• COMPLETE THE FOLLOWING:
A - Reproduce verbatim the part of the skill challenge passage that starts at "3) A self-correcting" and ends at "ton of math.".
B - Answer these questions from the skill challenge passage:
(i) What does no player want to feel like they are doing to the team?
(ii) What does aid another allow the players to take charge of?
(iii) According to the passage, how many ways are there to do aid another?

___ EXTRACT TO READ ___

2) No player wants to feel like they are dragging the team down. Part of the problem with a cooperative skill challenge is if a player doesn’t seem to be contributing as much as other players.
3) A self-correcting system. I can only make a system so good without breaking the pen and paper limit. I can only account for so many variables in characters, and my system will never be perfect for any party. Aid another allows the players to take charge of their weaknesses in a teamwork manner, which helps keep the skill challenge system consistent without a crazy ton of math.
So you may be wondering why I went with the system I did. After all, there are a 20 or more ways to do aid another (I know, I tried most of them). Here are the nuts and bolts of the system.

___ EXTRACTED ENTRIES ___

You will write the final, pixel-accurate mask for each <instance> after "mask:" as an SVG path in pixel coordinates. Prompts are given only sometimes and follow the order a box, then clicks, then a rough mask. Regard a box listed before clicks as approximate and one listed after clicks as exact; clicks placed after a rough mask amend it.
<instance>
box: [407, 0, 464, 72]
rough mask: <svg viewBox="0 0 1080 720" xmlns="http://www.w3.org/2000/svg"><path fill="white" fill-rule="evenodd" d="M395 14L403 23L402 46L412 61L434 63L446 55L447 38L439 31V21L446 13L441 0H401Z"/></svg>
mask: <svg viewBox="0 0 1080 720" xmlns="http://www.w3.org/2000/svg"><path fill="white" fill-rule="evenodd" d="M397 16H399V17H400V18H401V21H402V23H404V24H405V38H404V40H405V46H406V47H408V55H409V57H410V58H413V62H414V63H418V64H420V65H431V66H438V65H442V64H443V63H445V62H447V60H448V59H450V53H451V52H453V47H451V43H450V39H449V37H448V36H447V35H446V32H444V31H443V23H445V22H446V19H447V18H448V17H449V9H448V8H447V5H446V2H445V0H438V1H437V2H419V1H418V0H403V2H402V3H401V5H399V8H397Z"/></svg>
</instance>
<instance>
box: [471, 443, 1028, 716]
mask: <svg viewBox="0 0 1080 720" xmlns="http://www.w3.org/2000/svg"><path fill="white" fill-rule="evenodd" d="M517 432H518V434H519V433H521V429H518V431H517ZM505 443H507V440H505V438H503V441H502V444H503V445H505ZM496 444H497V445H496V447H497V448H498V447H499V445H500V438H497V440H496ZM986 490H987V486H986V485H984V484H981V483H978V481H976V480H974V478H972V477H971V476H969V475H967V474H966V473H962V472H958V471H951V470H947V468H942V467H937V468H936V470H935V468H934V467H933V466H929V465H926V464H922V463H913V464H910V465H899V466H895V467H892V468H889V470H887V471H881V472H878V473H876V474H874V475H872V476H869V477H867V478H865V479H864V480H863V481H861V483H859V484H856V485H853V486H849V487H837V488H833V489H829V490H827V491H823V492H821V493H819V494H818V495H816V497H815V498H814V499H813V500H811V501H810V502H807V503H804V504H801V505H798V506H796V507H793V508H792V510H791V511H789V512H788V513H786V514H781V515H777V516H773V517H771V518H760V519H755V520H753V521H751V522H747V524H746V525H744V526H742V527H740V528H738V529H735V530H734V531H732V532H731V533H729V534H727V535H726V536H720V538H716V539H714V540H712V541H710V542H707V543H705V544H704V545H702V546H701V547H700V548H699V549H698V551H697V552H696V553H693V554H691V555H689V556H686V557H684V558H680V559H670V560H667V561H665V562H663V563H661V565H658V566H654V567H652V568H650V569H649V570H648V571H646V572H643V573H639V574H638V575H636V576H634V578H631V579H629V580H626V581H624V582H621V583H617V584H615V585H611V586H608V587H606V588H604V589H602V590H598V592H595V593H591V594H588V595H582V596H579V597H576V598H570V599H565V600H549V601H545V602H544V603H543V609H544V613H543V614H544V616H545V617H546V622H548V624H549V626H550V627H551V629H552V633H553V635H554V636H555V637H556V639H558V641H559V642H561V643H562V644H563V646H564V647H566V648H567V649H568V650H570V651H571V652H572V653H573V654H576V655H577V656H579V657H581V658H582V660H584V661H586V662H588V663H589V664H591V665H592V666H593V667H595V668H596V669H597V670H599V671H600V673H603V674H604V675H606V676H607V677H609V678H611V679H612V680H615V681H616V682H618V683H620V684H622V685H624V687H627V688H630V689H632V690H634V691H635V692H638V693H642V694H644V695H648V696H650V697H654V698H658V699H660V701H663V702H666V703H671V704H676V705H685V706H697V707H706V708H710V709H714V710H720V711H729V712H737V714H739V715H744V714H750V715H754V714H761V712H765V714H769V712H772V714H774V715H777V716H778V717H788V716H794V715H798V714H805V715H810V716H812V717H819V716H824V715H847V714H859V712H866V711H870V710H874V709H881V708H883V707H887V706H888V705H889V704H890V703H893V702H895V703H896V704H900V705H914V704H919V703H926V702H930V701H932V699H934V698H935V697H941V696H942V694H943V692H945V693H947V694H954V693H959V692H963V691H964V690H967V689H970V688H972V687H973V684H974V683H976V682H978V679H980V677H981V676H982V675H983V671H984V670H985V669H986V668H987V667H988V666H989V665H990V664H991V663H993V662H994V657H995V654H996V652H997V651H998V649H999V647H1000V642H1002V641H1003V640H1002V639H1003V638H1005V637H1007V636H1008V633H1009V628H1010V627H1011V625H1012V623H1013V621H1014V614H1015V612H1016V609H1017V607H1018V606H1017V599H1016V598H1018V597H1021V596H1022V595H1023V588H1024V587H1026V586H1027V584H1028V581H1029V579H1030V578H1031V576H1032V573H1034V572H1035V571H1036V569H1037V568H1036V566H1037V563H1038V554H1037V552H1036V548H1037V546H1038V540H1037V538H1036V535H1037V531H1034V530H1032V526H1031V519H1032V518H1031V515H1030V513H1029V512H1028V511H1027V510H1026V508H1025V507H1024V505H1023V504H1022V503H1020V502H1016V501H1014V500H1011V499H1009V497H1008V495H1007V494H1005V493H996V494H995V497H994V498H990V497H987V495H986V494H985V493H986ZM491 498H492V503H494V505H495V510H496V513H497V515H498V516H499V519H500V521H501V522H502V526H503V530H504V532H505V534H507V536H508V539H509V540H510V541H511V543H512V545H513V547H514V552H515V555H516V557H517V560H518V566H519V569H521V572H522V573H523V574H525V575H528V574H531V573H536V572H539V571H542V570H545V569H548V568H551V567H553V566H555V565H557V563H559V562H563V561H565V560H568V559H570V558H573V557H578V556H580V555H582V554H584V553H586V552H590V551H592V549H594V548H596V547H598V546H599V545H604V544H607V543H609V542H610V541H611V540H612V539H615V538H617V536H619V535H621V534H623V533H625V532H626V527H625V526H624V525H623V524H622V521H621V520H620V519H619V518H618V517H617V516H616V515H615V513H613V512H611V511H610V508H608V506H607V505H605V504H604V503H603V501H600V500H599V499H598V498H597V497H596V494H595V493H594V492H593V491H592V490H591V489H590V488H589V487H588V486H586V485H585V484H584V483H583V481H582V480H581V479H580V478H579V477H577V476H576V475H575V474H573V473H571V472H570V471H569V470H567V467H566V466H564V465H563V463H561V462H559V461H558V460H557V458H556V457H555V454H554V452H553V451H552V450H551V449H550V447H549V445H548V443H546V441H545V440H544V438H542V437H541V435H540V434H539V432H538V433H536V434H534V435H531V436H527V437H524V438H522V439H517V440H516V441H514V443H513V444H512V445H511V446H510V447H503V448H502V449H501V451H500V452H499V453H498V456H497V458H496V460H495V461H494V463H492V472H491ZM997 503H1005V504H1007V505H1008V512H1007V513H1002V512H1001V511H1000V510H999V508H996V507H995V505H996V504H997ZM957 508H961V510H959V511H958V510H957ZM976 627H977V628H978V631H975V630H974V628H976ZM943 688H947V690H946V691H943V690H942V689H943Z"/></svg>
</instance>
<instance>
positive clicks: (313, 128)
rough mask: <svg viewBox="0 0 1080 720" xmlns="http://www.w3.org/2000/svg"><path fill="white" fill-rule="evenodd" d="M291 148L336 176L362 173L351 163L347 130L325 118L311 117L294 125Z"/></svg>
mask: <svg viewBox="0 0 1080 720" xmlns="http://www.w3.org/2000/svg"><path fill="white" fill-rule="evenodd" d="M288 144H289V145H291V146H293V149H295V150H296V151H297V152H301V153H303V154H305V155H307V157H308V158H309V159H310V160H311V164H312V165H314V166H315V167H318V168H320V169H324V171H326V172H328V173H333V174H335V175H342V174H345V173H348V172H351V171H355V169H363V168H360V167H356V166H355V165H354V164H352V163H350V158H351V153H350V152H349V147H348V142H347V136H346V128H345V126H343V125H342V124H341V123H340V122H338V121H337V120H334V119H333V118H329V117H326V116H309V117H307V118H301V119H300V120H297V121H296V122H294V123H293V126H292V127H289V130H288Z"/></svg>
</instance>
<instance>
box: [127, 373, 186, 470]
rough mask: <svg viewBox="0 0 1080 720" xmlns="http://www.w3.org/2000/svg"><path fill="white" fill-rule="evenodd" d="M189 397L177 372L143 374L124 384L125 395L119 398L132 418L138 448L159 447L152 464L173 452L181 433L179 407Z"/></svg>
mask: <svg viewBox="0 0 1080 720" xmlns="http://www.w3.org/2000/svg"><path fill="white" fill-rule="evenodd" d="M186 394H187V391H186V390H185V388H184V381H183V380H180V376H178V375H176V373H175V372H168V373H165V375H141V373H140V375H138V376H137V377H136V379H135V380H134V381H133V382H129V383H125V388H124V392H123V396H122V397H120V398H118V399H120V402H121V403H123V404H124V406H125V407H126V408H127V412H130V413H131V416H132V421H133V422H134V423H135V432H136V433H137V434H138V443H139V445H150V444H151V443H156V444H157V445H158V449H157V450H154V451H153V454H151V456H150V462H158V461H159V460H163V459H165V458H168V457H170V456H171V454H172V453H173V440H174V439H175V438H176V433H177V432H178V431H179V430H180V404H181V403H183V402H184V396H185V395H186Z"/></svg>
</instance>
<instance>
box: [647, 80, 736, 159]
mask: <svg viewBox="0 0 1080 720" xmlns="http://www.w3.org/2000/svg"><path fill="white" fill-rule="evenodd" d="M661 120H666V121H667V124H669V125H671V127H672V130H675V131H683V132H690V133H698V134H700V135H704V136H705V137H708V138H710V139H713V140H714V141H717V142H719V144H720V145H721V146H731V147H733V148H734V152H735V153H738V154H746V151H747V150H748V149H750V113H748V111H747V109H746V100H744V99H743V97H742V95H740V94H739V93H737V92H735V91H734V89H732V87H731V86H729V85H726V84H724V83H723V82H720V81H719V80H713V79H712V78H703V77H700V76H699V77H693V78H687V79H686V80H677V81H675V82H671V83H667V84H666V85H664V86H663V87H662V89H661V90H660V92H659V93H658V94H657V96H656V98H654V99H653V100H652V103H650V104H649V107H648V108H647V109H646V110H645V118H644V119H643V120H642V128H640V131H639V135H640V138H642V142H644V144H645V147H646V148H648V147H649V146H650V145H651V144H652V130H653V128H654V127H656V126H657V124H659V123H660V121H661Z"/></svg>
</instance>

___

• SOLUTIONS TO THE PROBLEMS:
A -
3) A self-correcting system. I can only make a system so good without breaking the pen and paper limit. I can only account for so many variables in characters, and my system will never be perfect for any party. Aid another allows the players to take charge of their weaknesses in a teamwork manner, which helps keep the skill challenge system consistent without a crazy ton of math.

B -
(i) Dragging the team down.
(ii) Their weaknesses, in a teamwork manner.
(iii) 20 or more.